▸ **What the task asks**: Copy the stretch from "The objective of" through "the people now." in the comment on Indian gaming, and swap "banishing" for "exiling".

=== Excerpted passage ===

White Buffalo said...

December 31, 2012 at 7:15 PM

What a hypocrite, Pechanga is the name of a place not a people in fact the people who you say started the reservation were living on Apis land when they were forcibly removed. You sound white of spirit in that you show your ingratitude to a man who fought for your families and kept you on his land. You and the rest of the tribal council that took action against a dead woman Manuela Miranda have no concept of what the Indian way is. Shame on you

Indian gaming has created a subculture among our tribes’ that mirrors the greater society of America. Where lust of power and greed for money, has become the new spirit in the minds of many of our brothers and sisters. It is my belief that in the past when tribes and families depended upon one another, and believed in doing the right thing for the greater good of the community would first use council and medicine on those who showed signs of an evil spirit within. It is not honorable to seek the wealth of this world, so tribes who do are now cut off from the spirit that brings peace and harmony to the people. I feel pity, disappointment, and shame, for the new Indian way leads to destruction.

The objective of the community should be to preserve the community by any means, and that banishing someone was a very last resort that was not taken lightly. As most are aware now that is not the way of the people now.

I have family that is still has membership in Pechanga. The power and greed led them down a road that split the family apart when they decided that we did not belong because we would not vote as we were told to vote. I do not hate them, what I hate is what they let happen to themselves. There is a difference. I have witnessed many tribes start down that road of destruction in pursuit of money and political power, yet there are a few tribes who have resisted and it is they who treat their people and community with respect

The Tribal Leaders of this time are short sighted in their politics and beliefs. There is more at stake than just money. Casinos’ are not part of our culture, nor is the lifestyle that the wealth brings with it Wealth not earned through hard work is usually not respected. Now if the tribe was to take the per capita payments from the individual members and put it into the reservation infrastructure and programs that benefit all Indians both tribal and those who are not, but are from the same people the spirit of the people would grow and would truly be a force. I was taught that we need to think in terms of our grandchildren and their kids. Meaning that we make the right choices now to benefit them in the future.

=== Records ===

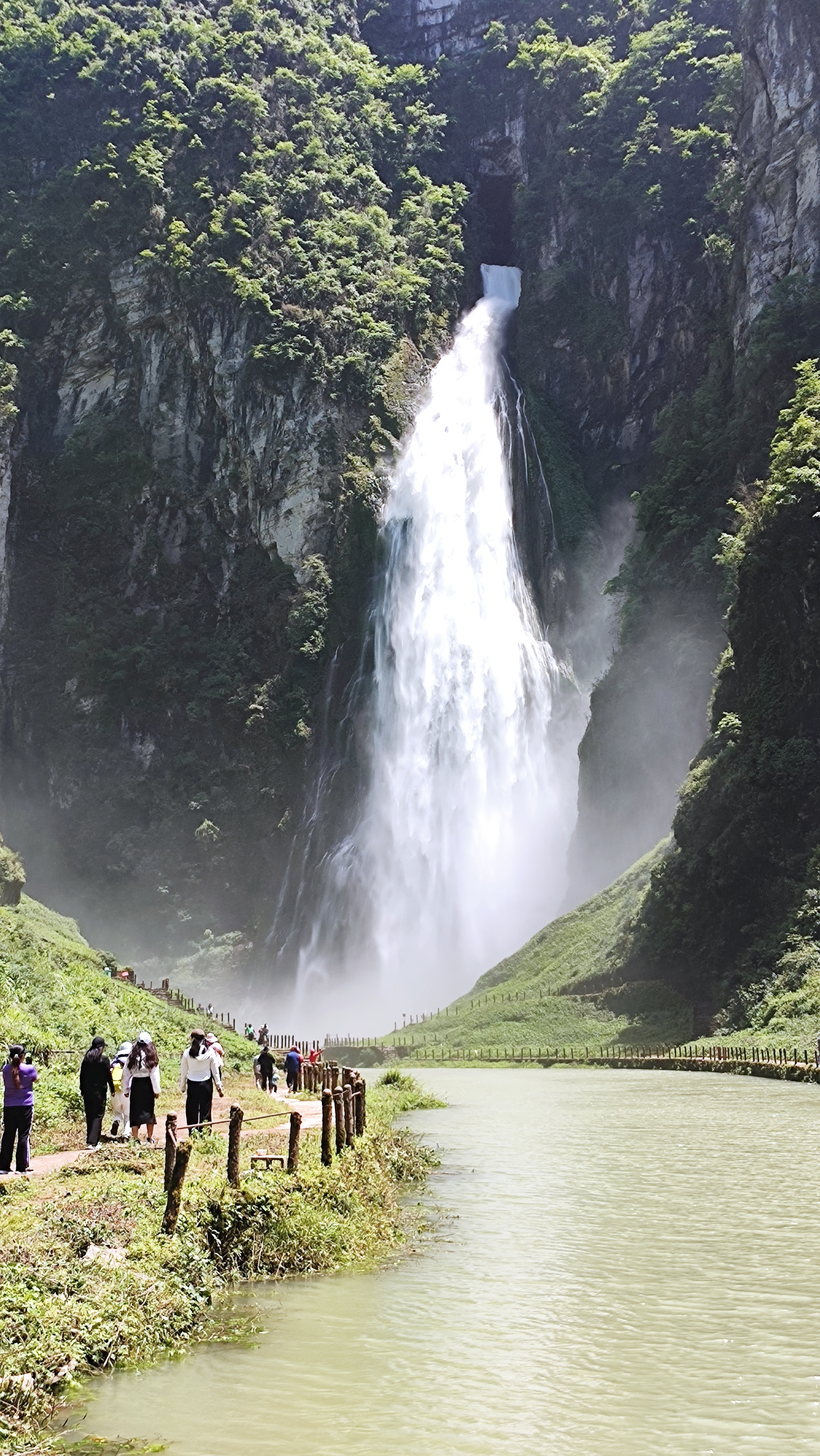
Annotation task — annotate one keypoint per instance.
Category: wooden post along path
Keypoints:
(176, 1190)
(293, 1145)
(327, 1126)
(170, 1148)
(340, 1117)
(234, 1135)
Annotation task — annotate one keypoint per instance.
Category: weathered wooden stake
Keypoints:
(327, 1126)
(234, 1135)
(293, 1145)
(340, 1119)
(176, 1189)
(170, 1147)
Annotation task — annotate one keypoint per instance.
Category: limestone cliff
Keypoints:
(222, 267)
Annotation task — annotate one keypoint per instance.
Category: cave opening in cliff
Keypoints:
(496, 202)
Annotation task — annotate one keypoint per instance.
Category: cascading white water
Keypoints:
(458, 854)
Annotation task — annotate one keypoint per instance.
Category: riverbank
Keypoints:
(623, 1263)
(88, 1283)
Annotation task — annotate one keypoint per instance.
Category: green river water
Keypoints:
(624, 1265)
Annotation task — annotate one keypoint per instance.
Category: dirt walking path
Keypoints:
(311, 1119)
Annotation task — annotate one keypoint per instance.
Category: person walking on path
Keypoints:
(292, 1065)
(269, 1074)
(120, 1101)
(95, 1085)
(18, 1110)
(141, 1083)
(199, 1077)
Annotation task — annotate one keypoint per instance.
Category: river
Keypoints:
(626, 1265)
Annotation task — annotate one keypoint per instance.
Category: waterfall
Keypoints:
(458, 851)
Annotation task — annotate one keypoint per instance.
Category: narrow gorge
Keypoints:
(241, 245)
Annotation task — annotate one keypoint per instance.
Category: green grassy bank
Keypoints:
(88, 1282)
(55, 997)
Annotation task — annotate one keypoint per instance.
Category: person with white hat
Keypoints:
(199, 1075)
(141, 1080)
(120, 1100)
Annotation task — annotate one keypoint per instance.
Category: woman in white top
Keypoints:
(141, 1083)
(199, 1077)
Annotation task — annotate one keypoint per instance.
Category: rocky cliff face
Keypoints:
(778, 154)
(650, 711)
(222, 270)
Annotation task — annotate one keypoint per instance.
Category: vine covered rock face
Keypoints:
(732, 917)
(222, 266)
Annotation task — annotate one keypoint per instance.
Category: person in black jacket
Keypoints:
(95, 1085)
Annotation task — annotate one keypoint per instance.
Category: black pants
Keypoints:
(17, 1123)
(94, 1128)
(199, 1103)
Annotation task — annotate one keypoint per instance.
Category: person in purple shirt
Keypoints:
(18, 1110)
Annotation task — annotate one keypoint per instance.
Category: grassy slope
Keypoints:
(529, 1001)
(55, 998)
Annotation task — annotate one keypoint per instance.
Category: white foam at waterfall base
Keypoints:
(458, 854)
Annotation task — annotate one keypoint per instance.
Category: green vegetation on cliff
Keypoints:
(221, 260)
(564, 988)
(732, 917)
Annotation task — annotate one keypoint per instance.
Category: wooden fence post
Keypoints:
(327, 1126)
(234, 1135)
(293, 1145)
(176, 1190)
(340, 1117)
(170, 1148)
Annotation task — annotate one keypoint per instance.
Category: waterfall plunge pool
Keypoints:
(626, 1266)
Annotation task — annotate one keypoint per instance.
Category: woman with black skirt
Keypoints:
(141, 1080)
(95, 1085)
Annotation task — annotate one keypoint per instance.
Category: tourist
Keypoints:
(269, 1071)
(18, 1110)
(141, 1084)
(120, 1101)
(199, 1077)
(95, 1085)
(292, 1068)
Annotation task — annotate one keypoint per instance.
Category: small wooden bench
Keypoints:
(267, 1160)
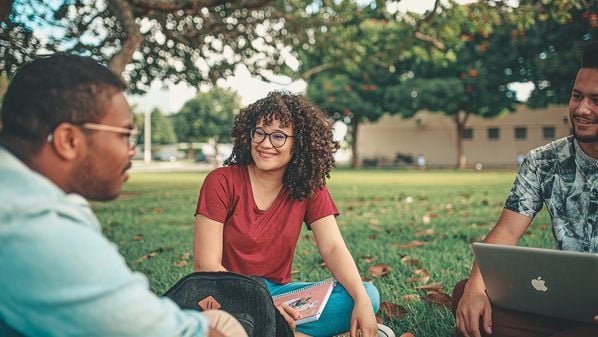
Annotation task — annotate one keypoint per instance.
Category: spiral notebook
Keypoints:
(309, 301)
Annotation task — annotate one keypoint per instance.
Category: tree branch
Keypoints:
(132, 39)
(194, 5)
(428, 16)
(306, 75)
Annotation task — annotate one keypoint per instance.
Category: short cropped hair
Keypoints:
(590, 56)
(55, 89)
(313, 142)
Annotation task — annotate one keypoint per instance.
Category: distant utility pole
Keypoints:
(147, 137)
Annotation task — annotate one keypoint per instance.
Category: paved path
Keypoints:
(161, 166)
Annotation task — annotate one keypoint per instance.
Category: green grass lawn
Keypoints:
(382, 211)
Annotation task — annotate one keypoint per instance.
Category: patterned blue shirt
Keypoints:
(59, 276)
(564, 178)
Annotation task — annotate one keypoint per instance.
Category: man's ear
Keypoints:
(67, 141)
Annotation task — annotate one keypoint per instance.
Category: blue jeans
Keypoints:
(336, 317)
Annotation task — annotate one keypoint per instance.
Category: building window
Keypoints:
(468, 133)
(548, 132)
(520, 133)
(493, 133)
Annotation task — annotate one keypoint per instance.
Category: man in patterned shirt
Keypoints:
(564, 176)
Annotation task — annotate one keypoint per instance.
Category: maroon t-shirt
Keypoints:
(258, 242)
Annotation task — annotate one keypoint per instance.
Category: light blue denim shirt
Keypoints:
(59, 276)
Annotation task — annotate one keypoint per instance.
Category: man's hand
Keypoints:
(473, 305)
(215, 333)
(289, 314)
(363, 320)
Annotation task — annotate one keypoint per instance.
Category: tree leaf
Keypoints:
(438, 298)
(393, 310)
(408, 260)
(411, 244)
(379, 269)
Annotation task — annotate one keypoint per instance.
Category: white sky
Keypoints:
(247, 87)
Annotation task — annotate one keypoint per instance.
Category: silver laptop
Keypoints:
(540, 281)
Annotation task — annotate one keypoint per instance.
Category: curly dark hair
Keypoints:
(50, 90)
(313, 146)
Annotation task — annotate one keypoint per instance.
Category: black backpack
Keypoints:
(246, 298)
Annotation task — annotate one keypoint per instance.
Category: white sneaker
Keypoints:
(384, 331)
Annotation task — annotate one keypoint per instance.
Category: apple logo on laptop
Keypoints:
(539, 284)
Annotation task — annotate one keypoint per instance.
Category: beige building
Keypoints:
(493, 142)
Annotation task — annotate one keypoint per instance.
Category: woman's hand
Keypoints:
(363, 319)
(289, 314)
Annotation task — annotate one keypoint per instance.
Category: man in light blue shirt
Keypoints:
(66, 137)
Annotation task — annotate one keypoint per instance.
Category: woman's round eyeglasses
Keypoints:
(277, 138)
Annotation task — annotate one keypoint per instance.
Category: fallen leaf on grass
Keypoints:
(438, 287)
(180, 264)
(150, 254)
(422, 276)
(375, 227)
(411, 297)
(425, 232)
(408, 260)
(369, 258)
(438, 298)
(183, 260)
(393, 310)
(379, 269)
(411, 244)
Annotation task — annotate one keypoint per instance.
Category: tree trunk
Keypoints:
(5, 7)
(460, 122)
(130, 42)
(190, 151)
(354, 154)
(217, 159)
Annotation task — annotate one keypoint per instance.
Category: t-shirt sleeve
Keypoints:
(526, 195)
(319, 205)
(214, 199)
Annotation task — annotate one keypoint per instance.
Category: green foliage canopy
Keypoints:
(209, 115)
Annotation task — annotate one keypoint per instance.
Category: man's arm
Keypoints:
(474, 303)
(66, 279)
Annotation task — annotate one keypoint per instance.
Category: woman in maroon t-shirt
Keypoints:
(250, 212)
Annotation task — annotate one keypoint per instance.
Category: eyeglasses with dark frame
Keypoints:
(277, 138)
(130, 135)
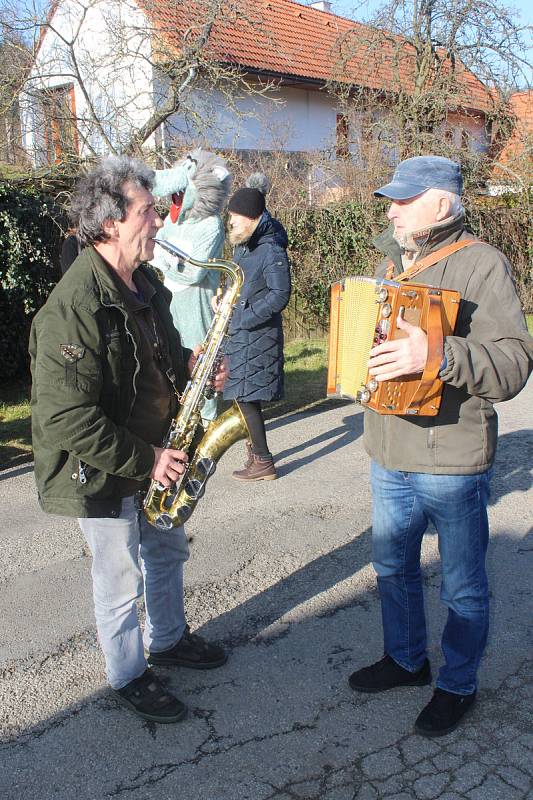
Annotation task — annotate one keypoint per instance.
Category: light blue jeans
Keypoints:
(403, 505)
(129, 554)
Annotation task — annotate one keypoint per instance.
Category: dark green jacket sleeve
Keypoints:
(492, 356)
(66, 394)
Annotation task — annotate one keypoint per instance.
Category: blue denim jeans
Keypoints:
(129, 554)
(402, 505)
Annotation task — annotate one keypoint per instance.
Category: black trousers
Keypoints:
(253, 415)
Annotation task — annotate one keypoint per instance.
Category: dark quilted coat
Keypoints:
(255, 346)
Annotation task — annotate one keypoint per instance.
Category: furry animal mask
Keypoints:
(199, 185)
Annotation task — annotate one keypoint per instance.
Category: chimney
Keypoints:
(322, 5)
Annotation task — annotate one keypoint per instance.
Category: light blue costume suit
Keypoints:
(198, 231)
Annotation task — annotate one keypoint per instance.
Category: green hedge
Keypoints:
(325, 244)
(30, 239)
(328, 244)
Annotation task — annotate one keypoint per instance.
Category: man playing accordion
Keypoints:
(437, 468)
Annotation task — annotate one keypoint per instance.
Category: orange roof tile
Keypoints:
(283, 38)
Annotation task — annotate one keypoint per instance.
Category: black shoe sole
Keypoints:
(165, 720)
(174, 662)
(434, 734)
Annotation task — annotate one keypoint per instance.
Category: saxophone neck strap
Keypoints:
(428, 261)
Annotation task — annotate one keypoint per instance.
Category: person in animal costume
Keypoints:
(199, 185)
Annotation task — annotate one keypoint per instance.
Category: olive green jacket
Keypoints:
(488, 359)
(84, 349)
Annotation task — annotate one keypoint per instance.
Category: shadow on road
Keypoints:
(350, 430)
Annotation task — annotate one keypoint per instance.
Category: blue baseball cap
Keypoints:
(416, 175)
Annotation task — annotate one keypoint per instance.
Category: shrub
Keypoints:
(29, 248)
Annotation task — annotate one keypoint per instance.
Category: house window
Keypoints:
(342, 146)
(59, 117)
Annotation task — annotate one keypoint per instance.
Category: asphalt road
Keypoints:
(280, 573)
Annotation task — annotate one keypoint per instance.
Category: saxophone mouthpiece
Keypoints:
(172, 248)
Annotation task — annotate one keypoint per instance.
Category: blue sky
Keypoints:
(362, 9)
(357, 9)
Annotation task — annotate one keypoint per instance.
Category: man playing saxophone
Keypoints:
(107, 366)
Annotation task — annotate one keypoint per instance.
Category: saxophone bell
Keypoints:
(170, 507)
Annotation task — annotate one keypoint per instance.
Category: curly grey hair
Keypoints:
(100, 195)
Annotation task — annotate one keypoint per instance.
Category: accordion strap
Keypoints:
(428, 261)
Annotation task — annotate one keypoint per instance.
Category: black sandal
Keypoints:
(149, 699)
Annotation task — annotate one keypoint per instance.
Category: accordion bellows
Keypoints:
(364, 312)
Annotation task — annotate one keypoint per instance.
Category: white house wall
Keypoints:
(290, 119)
(112, 58)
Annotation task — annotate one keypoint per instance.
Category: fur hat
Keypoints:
(247, 202)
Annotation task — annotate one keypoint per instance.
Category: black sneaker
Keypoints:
(387, 674)
(149, 699)
(443, 713)
(191, 651)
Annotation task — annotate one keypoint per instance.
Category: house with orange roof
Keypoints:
(513, 159)
(98, 75)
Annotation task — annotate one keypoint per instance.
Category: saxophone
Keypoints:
(169, 507)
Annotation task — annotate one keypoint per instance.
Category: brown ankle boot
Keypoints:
(260, 469)
(249, 455)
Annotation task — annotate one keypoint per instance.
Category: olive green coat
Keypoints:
(489, 358)
(84, 361)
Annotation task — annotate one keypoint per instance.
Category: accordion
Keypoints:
(363, 314)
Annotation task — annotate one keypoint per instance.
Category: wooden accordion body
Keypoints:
(363, 314)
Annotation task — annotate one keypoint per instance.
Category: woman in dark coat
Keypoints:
(255, 347)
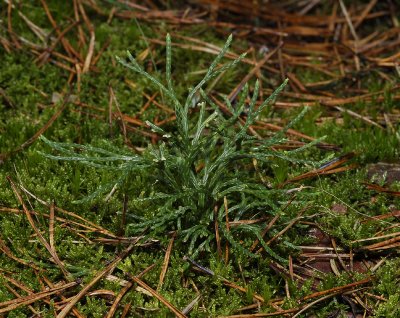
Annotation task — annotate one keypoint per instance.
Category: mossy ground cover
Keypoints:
(339, 205)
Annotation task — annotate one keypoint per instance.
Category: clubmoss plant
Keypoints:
(201, 162)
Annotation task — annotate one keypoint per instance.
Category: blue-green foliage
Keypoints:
(205, 158)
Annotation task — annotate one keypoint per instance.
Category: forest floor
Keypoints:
(309, 230)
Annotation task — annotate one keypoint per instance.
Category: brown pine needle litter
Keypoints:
(325, 240)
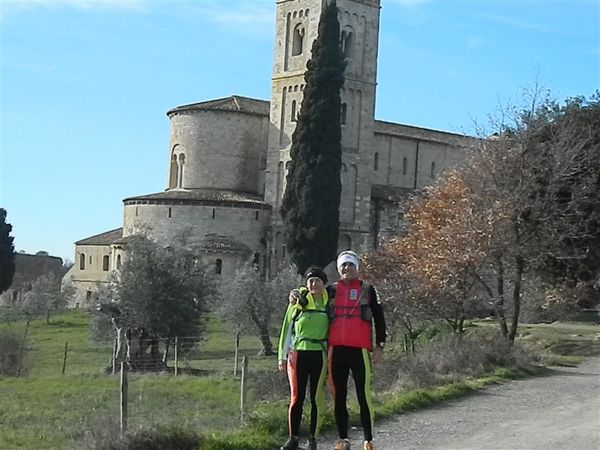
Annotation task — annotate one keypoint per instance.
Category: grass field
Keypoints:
(46, 410)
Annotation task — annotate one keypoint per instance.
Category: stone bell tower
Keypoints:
(297, 23)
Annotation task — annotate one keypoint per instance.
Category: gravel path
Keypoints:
(557, 411)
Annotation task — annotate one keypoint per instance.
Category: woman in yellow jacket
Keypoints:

===

▸ **Answer section**:
The objective of the community should be to preserve the community by any means, and that exiling someone was a very last resort that was not taken lightly. As most are aware now that is not the way of the people now.